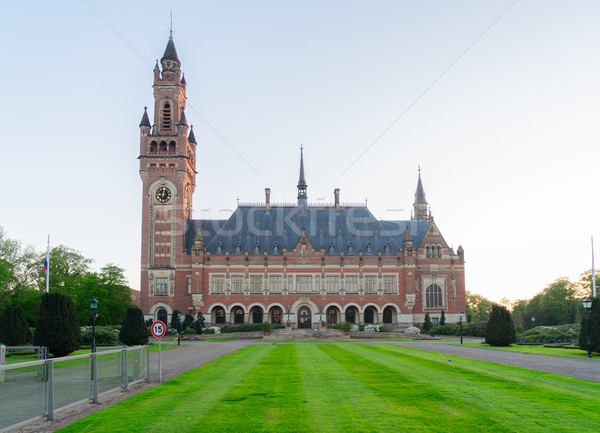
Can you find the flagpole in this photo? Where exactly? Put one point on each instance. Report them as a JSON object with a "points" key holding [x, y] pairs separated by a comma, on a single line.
{"points": [[593, 271], [48, 266]]}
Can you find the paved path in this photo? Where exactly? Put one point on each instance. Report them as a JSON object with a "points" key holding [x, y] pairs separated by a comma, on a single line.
{"points": [[195, 354]]}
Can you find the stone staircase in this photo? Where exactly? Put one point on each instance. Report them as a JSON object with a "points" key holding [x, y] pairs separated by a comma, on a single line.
{"points": [[305, 334]]}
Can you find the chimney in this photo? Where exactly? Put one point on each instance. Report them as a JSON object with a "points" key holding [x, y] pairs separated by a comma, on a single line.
{"points": [[267, 201]]}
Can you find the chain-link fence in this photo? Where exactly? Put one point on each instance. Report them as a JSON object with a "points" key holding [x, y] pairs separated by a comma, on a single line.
{"points": [[36, 389]]}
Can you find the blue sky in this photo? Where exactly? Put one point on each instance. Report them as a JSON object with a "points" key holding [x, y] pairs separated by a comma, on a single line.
{"points": [[497, 101]]}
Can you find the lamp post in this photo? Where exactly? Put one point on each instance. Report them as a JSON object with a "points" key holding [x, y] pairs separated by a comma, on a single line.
{"points": [[94, 314], [587, 306], [460, 314]]}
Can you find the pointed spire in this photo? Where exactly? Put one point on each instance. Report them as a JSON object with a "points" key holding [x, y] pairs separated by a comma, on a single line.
{"points": [[420, 194], [145, 120], [302, 180], [192, 137]]}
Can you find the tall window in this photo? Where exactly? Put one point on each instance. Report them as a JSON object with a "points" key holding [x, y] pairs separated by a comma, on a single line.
{"points": [[433, 296], [304, 283], [333, 283], [166, 116], [217, 283], [162, 286], [389, 284], [371, 284], [351, 283], [237, 284], [256, 284]]}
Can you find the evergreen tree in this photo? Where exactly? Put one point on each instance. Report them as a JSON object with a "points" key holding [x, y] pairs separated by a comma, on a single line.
{"points": [[500, 329], [427, 324], [594, 327], [133, 330], [175, 322], [199, 323], [13, 327], [57, 326]]}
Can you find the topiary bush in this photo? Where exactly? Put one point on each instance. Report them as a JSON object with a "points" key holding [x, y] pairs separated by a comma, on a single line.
{"points": [[500, 330], [57, 326], [133, 330], [13, 327]]}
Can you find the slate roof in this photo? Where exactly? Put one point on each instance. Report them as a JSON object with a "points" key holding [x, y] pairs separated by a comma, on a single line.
{"points": [[353, 229]]}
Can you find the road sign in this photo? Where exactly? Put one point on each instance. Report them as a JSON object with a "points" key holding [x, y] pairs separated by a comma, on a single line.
{"points": [[158, 329]]}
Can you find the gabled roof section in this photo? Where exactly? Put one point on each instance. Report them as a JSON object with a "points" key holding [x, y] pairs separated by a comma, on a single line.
{"points": [[351, 230]]}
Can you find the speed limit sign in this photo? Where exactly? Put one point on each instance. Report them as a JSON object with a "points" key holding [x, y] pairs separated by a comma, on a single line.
{"points": [[159, 329]]}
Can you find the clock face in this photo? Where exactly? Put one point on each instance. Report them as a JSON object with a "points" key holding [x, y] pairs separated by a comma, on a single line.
{"points": [[163, 194]]}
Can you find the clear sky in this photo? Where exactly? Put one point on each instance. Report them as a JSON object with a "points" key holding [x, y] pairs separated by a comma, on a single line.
{"points": [[498, 101]]}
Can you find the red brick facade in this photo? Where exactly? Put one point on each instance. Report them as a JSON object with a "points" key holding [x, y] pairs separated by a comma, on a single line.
{"points": [[274, 262]]}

§

**REQUIRED WORK:**
Copy out the lines above word for word, starting at the line that contains "Can you find the clear" and ending with the final line.

**FINISHED EXERCISE:**
Can you find the clear sky in this photo? Where exactly? Put one point on each instance. Report them as a JSON object with a "points" key holding [x, y] pairs separated by a comma, on a single line.
{"points": [[498, 101]]}
Can you find the red brick facade in this photo? Where exactly? Put one point on each instance. Report them as a JSON object with a "points" key holding [x, y] pairs separated by a comma, on a single line.
{"points": [[274, 262]]}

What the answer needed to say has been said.